**Atividades:**
1 – No relato sobre o poema do pente, que motivo um aluno apontou para o menino ter notado o pente?
2 – No relato sobre o poema do pente, segundo o trecho citado de Barros, o menino imaginava o pente já incorporado à natureza como o quê? Liste todos os termos de comparação.
3 – Dê sequência ao relato sobre o poema do pente a partir da última frase apresentada.

┌─ Texto fornecido

O menino que era esquerdo e tinha cacoete pra poeta, justamente ele enxergara o pente naquele estado terminal. E o menino deu pra imaginar que o pente, naquele estado, já estaria incorporado à natureza como um rio, um osso, um lagarto. Eu acho que as árvores colaboravam na solidão daquele pente. (BARROS, 2008, p. 23).

perguntei quem era aquele menino. Afirmaram ser o autor Manoel de Barros, porque eu já havia explicado que o título do livro, Memórias Inventadas, referia-se às lembranças que o autor tinha de sua infância. Continuei meu questionamento, dessa vez sobre por que acreditavam que o menino havia notado aquele pente. Depois de instantes de reflexão, um aluno disse ser devido à importância que o autor dava para as coisas pequenas, desprezadas, como haviam lido no poema Obrar. Perguntei se haviam gostado do poema, a maioria afirmou que sim, que o assunto era legal, a linguagem simples etc. Porém alguns acharam o tema triste, já que o pente vivia sozinho, sujo e abandonado.

Para dar início à avaliação, solicitei que cada aluno produzisse um texto narrativo, em que o narrador personagem fosse o próprio pente do poema lido. Pedi que organizassem sua história respondendo as seguintes questões:

 Como era a vida dele antes de ser jogado ali, naquele lugar?  Ele foi perdido ou jogado fora, como lixo?

 Como se sentia na natureza? Fez amigos?

 O que aconteceu com ele após o momento em que o menino o viu?

Pude notar na turma mais entusiasmo para escrever este texto do que os anteriores, a empatia com o texto foi tão grande que até um aluno que nada produzia, inclusive durante as aulas de outros professores, como já havia sido informado nos conselhos de classe, empenhou-se na produção sem pestanejar. As produções foram muito criativas (ver apêndice C). Como o número de alunos era menor, realizei a leitura dos textos para a classe. Nos divertimos muito com o desenrolar das narrativas, um aluno em particular utilizou o humor de maneira muito interessante. Alguns textos ficaram piores que outros – no que diz respeito a criatividade e coerência – e os alunos às vezes podem ser cruéis em seus julgamentos, isso é fato.

└─
┌─ Material fornecido

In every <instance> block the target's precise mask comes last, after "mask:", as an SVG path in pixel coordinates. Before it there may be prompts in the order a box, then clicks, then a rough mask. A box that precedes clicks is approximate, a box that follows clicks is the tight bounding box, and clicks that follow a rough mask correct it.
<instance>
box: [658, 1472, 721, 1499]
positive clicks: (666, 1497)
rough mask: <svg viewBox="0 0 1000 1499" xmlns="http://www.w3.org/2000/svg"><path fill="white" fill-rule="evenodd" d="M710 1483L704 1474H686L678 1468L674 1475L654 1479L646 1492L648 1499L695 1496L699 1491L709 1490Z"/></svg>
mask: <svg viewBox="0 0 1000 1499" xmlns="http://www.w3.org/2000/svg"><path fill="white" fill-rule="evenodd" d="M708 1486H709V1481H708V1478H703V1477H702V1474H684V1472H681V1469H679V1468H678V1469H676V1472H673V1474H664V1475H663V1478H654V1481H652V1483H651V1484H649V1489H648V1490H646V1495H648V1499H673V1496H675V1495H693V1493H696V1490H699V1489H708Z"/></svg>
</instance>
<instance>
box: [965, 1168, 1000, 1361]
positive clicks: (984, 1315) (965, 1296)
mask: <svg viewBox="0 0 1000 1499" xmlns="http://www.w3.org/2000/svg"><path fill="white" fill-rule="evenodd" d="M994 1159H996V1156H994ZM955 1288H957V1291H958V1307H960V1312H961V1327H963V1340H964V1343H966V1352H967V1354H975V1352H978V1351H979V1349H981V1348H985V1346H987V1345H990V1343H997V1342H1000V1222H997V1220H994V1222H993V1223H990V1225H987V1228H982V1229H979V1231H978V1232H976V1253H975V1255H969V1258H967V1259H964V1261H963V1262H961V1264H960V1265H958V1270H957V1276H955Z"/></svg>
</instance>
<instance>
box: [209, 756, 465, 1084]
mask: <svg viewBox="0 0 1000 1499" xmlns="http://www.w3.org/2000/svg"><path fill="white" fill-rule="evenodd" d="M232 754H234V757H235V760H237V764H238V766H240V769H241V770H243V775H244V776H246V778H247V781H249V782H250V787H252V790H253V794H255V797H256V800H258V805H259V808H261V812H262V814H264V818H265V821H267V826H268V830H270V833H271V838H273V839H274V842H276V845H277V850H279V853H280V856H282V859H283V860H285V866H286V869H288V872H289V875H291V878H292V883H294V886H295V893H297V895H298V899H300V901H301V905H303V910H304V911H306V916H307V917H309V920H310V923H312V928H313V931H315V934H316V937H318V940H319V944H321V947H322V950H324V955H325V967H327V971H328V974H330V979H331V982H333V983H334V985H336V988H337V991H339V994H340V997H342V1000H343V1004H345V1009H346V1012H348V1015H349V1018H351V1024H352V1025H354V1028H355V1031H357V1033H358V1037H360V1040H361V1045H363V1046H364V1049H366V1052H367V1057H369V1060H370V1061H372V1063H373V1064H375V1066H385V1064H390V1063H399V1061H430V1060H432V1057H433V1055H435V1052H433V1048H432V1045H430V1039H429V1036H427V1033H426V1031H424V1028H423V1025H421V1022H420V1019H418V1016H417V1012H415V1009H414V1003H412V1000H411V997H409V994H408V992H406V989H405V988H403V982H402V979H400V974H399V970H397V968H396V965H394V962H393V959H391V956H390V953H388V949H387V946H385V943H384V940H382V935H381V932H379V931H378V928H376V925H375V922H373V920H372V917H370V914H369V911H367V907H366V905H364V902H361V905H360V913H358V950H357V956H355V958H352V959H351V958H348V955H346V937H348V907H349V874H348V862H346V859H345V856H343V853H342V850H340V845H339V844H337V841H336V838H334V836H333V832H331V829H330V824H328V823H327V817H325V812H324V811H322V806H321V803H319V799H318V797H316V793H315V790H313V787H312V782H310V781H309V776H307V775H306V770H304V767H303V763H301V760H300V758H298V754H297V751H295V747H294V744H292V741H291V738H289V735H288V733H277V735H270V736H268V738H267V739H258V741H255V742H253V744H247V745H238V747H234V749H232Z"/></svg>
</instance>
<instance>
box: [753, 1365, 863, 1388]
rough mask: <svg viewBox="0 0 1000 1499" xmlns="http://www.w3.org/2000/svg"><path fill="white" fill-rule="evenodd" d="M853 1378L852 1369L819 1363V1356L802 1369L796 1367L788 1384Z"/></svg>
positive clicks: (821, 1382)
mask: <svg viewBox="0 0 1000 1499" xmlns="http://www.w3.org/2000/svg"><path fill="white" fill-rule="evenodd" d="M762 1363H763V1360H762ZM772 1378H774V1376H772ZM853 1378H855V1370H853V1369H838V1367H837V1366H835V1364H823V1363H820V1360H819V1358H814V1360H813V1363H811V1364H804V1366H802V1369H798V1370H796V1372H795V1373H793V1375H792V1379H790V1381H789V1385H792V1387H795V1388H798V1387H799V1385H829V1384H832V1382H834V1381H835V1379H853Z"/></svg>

└─

**Gabarito:**
1 – A importância que o autor dava às coisas pequenas, desprezadas, como haviam lido no poema Obrar.

2 – Um rio, um osso, um lagarto.

3 –
Consciente disso, fiz uso de uma estratégia corriqueira em minha prática docente (imagino que o mesmo ocorra com quase todos os professores): desde o primeiro texto lido, mesmo naqueles que eram melhores, apontei um ponto positivo e um ponto negativo. Dessa forma, elogiava o que estava bom – contribuindo para a autoestima e confiança dos alunos – e tinha ainda a chance de colaborar para que tivessem um avanço em seu desempenho, sem que se sentissem diminuídos perante os colegas, já que esse método era aplicado a todos. Pode até parecer uma bobagem, mas pequenas atitudes como essa são decisivas para resgatar alunos que têm rendimento inferior à maioria da classe, assim como aqueles que sofrem com a timidez. Todos os alunos precisam ter a sensação de que são sujeitos indispensáveis e insubstituíveis na sala de aula. A inclusão precisa ser literalmente desenvolvida no cotidiano escolar.